DOCUMENT EXCERPT:
In a new report released by the CDC, school closures and distance learning have had a negative impact on student mental health. In a study titled “Mental Health, Suicidality and Connectedness Among High School Students During the COVID-19 Pandemic,” survey results showed that more than a third (37%) of students surveyed said they experienced poor mental health and 44% reported they persistently felt sad or hopeless during the past year.
Vulnerable students fared worse: lesbian, gay, and bisexual youth, and female youth reported greater levels of poor mental health, and over a third (36%) of students said they experienced racism before or during the pandemic.
These findings are generally consistent with the Surgeon General’s Advisory on youth mental health, noting that there were concerns prior to the pandemic that have been exacerbated during the ongoing public health crisis.

DATA EXCERPTS:
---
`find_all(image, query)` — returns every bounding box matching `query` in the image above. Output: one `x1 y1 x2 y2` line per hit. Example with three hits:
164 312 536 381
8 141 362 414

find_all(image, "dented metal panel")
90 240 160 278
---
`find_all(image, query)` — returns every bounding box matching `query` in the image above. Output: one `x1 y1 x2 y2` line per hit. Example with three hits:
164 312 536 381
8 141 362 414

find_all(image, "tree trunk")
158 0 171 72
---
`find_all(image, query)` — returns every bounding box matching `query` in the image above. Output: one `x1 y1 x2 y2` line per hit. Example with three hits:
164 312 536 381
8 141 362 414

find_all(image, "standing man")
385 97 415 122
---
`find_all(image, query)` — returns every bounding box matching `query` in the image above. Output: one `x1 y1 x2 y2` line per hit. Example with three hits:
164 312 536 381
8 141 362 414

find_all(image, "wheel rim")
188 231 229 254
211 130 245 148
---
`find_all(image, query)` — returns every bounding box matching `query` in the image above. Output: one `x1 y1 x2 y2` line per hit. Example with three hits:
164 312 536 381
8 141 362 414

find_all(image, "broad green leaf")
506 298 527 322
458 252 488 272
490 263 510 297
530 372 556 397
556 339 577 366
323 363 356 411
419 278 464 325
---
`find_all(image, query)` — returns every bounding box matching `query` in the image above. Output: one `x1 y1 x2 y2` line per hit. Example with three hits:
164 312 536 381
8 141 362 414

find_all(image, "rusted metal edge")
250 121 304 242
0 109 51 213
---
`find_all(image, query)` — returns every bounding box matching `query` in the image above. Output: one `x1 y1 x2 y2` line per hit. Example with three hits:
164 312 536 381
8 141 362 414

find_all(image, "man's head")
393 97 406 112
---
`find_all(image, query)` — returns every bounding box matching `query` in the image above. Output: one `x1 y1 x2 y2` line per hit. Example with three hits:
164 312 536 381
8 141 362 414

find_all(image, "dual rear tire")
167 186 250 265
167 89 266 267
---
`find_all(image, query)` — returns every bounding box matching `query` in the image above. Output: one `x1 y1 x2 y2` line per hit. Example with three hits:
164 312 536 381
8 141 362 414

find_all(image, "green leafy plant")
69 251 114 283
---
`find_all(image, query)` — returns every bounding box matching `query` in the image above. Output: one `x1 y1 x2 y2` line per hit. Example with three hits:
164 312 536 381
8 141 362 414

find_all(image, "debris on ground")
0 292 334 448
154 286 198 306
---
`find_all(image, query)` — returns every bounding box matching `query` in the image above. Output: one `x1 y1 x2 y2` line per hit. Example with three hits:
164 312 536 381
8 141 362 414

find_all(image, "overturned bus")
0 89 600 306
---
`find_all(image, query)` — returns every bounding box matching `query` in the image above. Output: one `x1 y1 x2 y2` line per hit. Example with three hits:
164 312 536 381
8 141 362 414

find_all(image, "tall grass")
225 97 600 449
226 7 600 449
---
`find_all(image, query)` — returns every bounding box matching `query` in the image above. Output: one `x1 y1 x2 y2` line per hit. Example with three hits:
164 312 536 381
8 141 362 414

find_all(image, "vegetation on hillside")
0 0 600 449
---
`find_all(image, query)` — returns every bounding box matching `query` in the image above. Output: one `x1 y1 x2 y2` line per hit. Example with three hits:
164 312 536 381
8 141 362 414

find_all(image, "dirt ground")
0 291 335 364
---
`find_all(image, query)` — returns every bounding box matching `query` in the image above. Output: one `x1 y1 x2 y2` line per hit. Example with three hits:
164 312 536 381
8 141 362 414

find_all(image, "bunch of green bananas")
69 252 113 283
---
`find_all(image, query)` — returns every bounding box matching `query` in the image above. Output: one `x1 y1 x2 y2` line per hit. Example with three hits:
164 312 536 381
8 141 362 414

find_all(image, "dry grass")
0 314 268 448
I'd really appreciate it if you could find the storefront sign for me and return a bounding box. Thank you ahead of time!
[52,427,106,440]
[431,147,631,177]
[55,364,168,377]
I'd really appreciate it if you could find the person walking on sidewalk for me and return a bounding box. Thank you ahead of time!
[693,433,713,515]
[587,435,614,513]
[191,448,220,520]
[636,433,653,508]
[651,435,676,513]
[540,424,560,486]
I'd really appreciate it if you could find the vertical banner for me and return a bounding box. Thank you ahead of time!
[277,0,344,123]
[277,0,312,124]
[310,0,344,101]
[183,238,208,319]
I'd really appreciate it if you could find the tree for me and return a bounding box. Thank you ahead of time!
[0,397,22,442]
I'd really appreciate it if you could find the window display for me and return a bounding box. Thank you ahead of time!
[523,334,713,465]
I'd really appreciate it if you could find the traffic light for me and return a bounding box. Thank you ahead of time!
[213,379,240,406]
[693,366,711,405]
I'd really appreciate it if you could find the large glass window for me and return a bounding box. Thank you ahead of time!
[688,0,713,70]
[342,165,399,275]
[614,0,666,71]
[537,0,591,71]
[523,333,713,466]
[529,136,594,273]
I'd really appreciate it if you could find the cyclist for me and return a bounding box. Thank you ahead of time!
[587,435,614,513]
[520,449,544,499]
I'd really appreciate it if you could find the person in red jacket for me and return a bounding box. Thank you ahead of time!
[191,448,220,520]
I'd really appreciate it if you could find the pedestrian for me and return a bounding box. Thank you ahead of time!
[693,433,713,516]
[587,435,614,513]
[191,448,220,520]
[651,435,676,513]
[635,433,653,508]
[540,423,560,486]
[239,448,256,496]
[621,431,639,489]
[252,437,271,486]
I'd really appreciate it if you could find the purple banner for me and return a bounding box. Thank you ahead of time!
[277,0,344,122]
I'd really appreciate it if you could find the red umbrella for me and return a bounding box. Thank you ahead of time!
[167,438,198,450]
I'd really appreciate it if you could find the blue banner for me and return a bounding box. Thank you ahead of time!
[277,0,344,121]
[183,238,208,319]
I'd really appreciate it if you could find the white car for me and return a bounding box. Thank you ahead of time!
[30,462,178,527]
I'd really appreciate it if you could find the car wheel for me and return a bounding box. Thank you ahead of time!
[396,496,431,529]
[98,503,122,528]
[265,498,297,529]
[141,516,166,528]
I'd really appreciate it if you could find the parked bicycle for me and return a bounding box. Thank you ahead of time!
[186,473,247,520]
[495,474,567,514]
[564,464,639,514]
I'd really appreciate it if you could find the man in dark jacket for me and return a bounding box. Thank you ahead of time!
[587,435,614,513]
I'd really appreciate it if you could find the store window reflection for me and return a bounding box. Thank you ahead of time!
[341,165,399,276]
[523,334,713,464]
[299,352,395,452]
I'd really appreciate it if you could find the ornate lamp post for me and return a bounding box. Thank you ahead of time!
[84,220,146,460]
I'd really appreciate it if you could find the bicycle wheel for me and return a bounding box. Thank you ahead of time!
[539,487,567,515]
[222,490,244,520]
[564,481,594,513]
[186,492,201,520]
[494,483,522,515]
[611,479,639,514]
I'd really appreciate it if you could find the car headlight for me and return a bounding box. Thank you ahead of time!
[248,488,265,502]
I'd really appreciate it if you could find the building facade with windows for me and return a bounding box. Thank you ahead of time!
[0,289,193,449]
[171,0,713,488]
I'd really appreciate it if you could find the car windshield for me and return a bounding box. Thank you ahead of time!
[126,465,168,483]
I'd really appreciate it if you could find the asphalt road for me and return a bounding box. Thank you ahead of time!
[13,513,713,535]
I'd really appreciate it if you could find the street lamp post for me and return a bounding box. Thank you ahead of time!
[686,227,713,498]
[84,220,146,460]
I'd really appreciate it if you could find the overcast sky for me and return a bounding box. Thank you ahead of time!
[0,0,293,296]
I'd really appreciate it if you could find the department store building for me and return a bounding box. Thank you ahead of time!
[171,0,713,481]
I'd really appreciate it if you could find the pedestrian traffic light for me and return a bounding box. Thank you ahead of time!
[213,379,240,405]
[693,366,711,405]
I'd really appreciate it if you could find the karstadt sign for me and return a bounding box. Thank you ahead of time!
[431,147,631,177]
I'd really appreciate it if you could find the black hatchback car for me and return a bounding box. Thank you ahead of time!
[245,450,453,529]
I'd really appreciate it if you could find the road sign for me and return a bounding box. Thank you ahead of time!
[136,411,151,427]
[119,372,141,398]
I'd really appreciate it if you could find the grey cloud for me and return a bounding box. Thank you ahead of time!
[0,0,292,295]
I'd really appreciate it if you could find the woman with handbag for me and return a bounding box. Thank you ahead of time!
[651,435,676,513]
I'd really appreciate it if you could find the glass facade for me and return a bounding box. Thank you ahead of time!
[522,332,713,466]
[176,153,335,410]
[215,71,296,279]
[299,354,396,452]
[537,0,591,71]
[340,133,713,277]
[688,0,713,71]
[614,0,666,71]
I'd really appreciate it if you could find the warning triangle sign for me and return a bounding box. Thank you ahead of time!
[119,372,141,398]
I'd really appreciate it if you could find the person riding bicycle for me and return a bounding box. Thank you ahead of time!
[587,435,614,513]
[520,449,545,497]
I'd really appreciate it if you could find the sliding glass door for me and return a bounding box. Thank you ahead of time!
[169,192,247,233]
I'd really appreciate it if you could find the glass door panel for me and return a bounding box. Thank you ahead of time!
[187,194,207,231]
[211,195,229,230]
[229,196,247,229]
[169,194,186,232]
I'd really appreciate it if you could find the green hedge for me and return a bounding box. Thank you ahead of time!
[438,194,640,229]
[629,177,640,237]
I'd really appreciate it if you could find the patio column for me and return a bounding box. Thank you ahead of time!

TO DO:
**a)** Print the stretch of the passage on student mental health from "Vulnerable students fared" through "public health crisis.".
**b)** List every percentage figure that appears in the passage on student mental health.
**c)** Pick up the passage on student mental health after its final sentence and write what comes next.
The items are separate from the passage on student mental health.

EXERCISE RESPONSES:
**a)**
Vulnerable students fared worse: lesbian, gay, and bisexual youth, and female youth reported greater levels of poor mental health, and over a third (36%) of students said they experienced racism before or during the pandemic.
These findings are generally consistent with the Surgeon General’s Advisory on youth mental health, noting that there were concerns prior to the pandemic that have been exacerbated during the ongoing public health crisis.

**b)** 37%, 44%, 36%

**c)**
As Congress continues to debate next steps in addressing mental health needs, it should be noted that the CDC concludes that comprehensive strategies that improve feelings of connectedness with others in the family, in the community, and at school might foster improved mental health among teens during and after the COVID-19 pandemic. Students who felt connected to adults and peers at school were less likely to report persistent sadness or hopelessness (35% vs. 53%), seriously considering suicide (14% vs. 26%), or attempting suicide (6% vs. 12%).
Successful legislative solutions to this crisis will likely cross sectors and require collaboration among mental health, education, and child welfare professionals, among others.